GIVEN TASK A → Copy everything in the thread on the Arabic verb أضاء from "-_with_ the prepositions" down to "on the context.".

SOURCE EXTRACT →
** Begin **

As you very rightly point, in MSA the presence or absence of prepositions with verbs makes all the difference as to how we translate a sentence and here the two sentences, Sigianga and mine above, will be understood quite differently depending. That is how I too understand it.

-_with_ the prepositions لِ and في, then أضاء  is _intransitive_ and is translated the same as ضاء = to shine , glitter. In fact, one always sees أضاء instead of ضاء.
 
-_without_ a preposition *or* _with_ علی as a preposition, أضاء acts as a _transitive_ verb with the meaning to illuminate / shed light (on) / enlighten, i.e.  


_Intransitive_
يضيء في = it / he shines in
يضيء لِ  = it / he shines for

_Transitive_
Either without any preposition or with علی.
يضيء علی= it / he sheds light upon / illuminates / lights up / enlightens – the exact meaning will depend, as usual, on the context.


Hence:  ثوب يضيء الظلامَ = a dress illuminating / lighting up darkness / the dark – very different from ثوب يضيء في الظلام  =  a dress shining in darkness / the dark .

Similarly, تضیء الشمس  ل أهل الدنیا  = تضیء الشمس لأهل الدنیا = The sun shines for / for the sake of the people of the world. 

But, تضیء الشمس أهلَ الدنیا would be translated like: _the_ _sun illuminates / lights up the people of the world_.

… and تضیء الشمس على الدنیا would be translated as:
_ the sun sheds light upon / shines upon the earth._


----------



## elroy

I'm surprised no one suggested the most idiomatic translation: _a dress that *glows *in the dark._


----------

** End **

GIVEN RECORDS →
** Begin **

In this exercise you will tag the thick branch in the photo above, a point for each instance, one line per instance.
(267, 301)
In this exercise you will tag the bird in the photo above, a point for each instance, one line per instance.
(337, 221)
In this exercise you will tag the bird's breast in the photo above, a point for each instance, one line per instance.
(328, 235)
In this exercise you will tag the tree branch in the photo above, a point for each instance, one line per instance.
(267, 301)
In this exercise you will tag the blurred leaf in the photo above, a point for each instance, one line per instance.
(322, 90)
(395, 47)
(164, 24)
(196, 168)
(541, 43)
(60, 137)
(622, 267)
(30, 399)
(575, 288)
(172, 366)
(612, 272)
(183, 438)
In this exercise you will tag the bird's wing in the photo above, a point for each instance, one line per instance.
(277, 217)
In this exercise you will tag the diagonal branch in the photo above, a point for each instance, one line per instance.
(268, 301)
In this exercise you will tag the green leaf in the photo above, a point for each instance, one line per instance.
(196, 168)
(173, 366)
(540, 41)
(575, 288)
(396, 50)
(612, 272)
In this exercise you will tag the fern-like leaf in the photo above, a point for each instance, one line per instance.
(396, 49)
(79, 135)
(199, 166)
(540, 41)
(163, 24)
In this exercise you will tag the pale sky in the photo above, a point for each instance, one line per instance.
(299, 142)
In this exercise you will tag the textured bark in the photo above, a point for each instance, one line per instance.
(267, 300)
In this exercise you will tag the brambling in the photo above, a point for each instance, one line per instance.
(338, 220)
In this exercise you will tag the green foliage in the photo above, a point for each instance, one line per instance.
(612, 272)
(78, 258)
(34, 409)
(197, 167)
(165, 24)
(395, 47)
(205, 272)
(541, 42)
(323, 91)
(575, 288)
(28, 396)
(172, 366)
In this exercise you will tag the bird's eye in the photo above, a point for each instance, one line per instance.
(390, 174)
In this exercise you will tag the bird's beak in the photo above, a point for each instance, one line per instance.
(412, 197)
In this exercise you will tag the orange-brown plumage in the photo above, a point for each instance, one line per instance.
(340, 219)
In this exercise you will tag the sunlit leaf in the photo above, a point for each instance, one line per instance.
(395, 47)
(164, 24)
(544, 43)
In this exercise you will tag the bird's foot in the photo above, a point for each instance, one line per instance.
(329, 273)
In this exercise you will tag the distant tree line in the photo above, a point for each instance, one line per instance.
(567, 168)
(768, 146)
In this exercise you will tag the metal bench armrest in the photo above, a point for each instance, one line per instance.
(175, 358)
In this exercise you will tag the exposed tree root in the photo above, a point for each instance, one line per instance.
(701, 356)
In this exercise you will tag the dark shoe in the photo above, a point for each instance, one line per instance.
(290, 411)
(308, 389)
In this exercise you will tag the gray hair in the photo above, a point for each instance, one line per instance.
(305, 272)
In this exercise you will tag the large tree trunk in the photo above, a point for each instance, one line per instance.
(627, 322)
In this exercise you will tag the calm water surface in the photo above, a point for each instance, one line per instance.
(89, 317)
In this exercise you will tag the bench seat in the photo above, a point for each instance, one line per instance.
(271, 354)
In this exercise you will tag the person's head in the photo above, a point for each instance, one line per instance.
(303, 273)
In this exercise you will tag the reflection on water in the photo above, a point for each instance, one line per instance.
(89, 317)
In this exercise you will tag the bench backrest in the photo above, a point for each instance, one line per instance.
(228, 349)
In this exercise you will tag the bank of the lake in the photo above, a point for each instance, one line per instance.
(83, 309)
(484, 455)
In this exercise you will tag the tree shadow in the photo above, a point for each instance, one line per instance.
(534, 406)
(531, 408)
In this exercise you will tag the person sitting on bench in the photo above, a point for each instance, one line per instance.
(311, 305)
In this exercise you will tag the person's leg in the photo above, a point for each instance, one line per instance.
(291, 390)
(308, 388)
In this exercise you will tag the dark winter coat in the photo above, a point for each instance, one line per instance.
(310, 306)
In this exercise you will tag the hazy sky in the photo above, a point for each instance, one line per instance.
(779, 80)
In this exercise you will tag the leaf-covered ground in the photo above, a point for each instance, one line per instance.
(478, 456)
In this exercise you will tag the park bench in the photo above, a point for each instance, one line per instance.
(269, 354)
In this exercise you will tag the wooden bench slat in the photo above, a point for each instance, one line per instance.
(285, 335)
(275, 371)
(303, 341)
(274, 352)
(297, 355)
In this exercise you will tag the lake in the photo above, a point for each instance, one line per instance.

** End **

GIVEN TASK B → Repeat everything in the records from the line containing "In this exercise you will tag the leaf-covered" down to the end of the records, including both ends.

EXERCISE SOLUTION A →
-_with_ the prepositions لِ and في, then أضاء  is _intransitive_ and is translated the same as ضاء = to shine , glitter. In fact, one always sees أضاء instead of ضاء.
 
-_without_ a preposition *or* _with_ علی as a preposition, أضاء acts as a _transitive_ verb with the meaning to illuminate / shed light (on) / enlighten, i.e.  


_Intransitive_
يضيء في = it / he shines in
يضيء لِ  = it / he shines for

_Transitive_
Either without any preposition or with علی.
يضيء علی= it / he sheds light upon / illuminates / lights up / enlightens – the exact meaning will depend, as usual, on the context.

EXERCISE SOLUTION B →
In this exercise you will tag the leaf-covered ground in the photo above, a point for each instance, one line per instance.
(478, 456)
In this exercise you will tag the park bench in the photo above, a point for each instance, one line per instance.
(269, 354)
In this exercise you will tag the wooden bench slat in the photo above, a point for each instance, one line per instance.
(285, 335)
(275, 371)
(303, 341)
(274, 352)
(297, 355)
In this exercise you will tag the lake in the photo above, a point for each instance, one line per instance.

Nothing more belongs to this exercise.